*Выбранный текст*
↓

Валентина Георгиевна Переломова. Вспоминая то время
То, что было более сорока лет назад, вспоминать трудно. Всё, что я вспомню, может быть очень субъективно. Прошу извинить.
Я работала в Соре, куда попала с золотых россыпей, и с рудными месторождениями прежде не была знакома. В 1950 году мне предложили снимать околорудное поле Сорского молибденового месторождения. За такую работу я взяться не могла, зная свою некомпетентность. Но мне сказали, что это приказ, отказываться не имею права. И пообещали дать в помощь компетентного специалиста из заключённых, отбывающих срок по 58 статье. Вот тогда и появился в моей жизни Юрий Фёдорович Погоня-Стефанович. Весной 1950 года к нам, в Сорскую геологоразведочную партию, прибыли под конвоем три специалиста: он, Дмитрий Иванович Мусатов и Борис Иванович Бадунков. Со мной согласился работать Погоня.
Для работы в партии Погоню переместили в один из Сорских лагерей. Он приходил на работу с конвоем - молодым солдатом при ружье. Вопреки предупреждениям, мы окружили заключённого специалиста вниманием, а он держался уверенно и непринуждённо. У него была речь и манеры человека воспитанного, интеллигентного. Погоня сразу завоевал симпатии сотрудников нашего отдела.
Во время работы в отделе его конвоир находился в коридоре и чувствовал себя неуютно. Когда мы с Погоней работали на объекте, конвоир ходил за нами, явно тяготясь тяжёлым ружьём и своим положением.
Так мы проработали всё лето. Встал вопрос: где проводить камеральные работы? Погоня предложил начальнику партии, чтобы я их выполняла в Красноярске, при ОТБ-1. И обещал, что он постарается доказать тамошнему начальству необходимость моего присутствия в ОТБ-1. Осенью я поехала в Красноярск.

↑

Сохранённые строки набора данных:

↓

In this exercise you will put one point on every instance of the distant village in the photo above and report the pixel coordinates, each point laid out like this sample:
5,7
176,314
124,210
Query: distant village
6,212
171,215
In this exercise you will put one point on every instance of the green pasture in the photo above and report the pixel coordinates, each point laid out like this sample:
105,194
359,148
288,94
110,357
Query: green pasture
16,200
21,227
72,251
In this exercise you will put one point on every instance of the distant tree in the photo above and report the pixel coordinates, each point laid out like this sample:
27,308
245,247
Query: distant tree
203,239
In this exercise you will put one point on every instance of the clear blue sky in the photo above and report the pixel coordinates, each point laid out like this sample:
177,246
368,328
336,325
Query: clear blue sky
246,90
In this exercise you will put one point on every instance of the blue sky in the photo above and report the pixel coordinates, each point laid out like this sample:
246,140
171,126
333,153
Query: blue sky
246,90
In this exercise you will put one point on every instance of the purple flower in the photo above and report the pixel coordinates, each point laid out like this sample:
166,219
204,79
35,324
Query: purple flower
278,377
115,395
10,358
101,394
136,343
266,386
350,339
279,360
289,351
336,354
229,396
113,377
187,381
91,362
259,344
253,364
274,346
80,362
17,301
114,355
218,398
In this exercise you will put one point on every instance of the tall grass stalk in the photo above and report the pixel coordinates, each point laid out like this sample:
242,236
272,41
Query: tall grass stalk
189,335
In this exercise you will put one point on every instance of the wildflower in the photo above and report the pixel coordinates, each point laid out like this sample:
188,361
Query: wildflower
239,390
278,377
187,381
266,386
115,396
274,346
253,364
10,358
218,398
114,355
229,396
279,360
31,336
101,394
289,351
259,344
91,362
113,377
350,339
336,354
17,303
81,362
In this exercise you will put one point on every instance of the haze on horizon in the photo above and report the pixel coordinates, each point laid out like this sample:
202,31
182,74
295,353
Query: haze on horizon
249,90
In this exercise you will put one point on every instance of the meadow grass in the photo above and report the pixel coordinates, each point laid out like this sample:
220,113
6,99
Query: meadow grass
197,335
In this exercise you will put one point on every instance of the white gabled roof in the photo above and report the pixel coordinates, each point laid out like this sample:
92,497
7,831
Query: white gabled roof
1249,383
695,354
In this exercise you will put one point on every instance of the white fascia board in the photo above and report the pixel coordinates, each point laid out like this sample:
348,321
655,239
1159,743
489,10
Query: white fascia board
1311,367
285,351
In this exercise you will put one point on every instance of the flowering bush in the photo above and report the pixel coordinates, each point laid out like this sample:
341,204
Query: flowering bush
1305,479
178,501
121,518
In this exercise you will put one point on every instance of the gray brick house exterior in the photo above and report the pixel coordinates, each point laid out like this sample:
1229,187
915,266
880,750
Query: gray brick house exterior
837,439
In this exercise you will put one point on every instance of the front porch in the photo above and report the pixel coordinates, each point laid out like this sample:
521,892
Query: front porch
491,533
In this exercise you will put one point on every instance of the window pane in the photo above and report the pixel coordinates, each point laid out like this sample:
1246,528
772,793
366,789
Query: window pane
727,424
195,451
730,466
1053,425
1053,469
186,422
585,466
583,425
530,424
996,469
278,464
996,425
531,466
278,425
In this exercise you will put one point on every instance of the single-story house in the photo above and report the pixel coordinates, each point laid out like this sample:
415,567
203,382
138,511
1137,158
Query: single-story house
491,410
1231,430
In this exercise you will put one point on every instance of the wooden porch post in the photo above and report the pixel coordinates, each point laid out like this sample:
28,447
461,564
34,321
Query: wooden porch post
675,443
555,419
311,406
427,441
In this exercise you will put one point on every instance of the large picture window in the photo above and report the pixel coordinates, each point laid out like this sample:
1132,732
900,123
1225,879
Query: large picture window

↑

*Задания для выполнения*
• A. Почему в воспоминаниях о Сорской геологоразведочной партии автор сначала считала, что не может взяться за съёмку околорудного поля Сорского молибденового месторождения, и почему всё же не отказалась?
• B. Продолжите воспоминания о Сорской геологоразведочной партии, начав сразу после последнего приведённого предложения.

*Ответы к заданиям*
• A. Она пришла в Сору с золотых россыпей и прежде не сталкивалась с рудными месторождениями, поэтому считала себя некомпетентной. Отказаться она не могла, потому что ей сказали, что это приказ.

• B.
Несколько дней заняли хлопоты - надо было получить пропуск, устроиться с жильём. И вот, наконец, я - в зоне, где работал и жил Погоня.
Первое впечатление было ужасным. Здесь всё было другое: и небо, и воздух, и земля, и дома. Это была другая планета! Ведь прежде, чем пустить меня сюда, была проведена огромная работа: моё сознание дрессировали на то, что здесь обитают одни враги народа и что я обязана держаться от них на расстоянии.
Заключённые в ОТБ-1 были ко мне очень внимательны, предупредительны, чему немало способствовал и Юрий Фёдорович. Меня поместили в проходную комнату, где работал профессор, доктор наук из Ленинграда Михаил Михайлович Тетяев, прекрасный человек. Всегда вспоминаю его с удовольствием и благодарностью. Кощунственно сознавать, что не будь такой ситуации, мне никогда не пришлось бы познакомиться и работать с такими людьми и специалистами такого высокого уровня.
Я понемногу привыкала к необычной обстановке, но всё то время, пока я там работала, меня никогда не оставлял страх. А потом ещё долго, в течение многих лет, я ощущала моральный гнёт, и, по-моему, это ощущение у меня так и не прошло до сих пор.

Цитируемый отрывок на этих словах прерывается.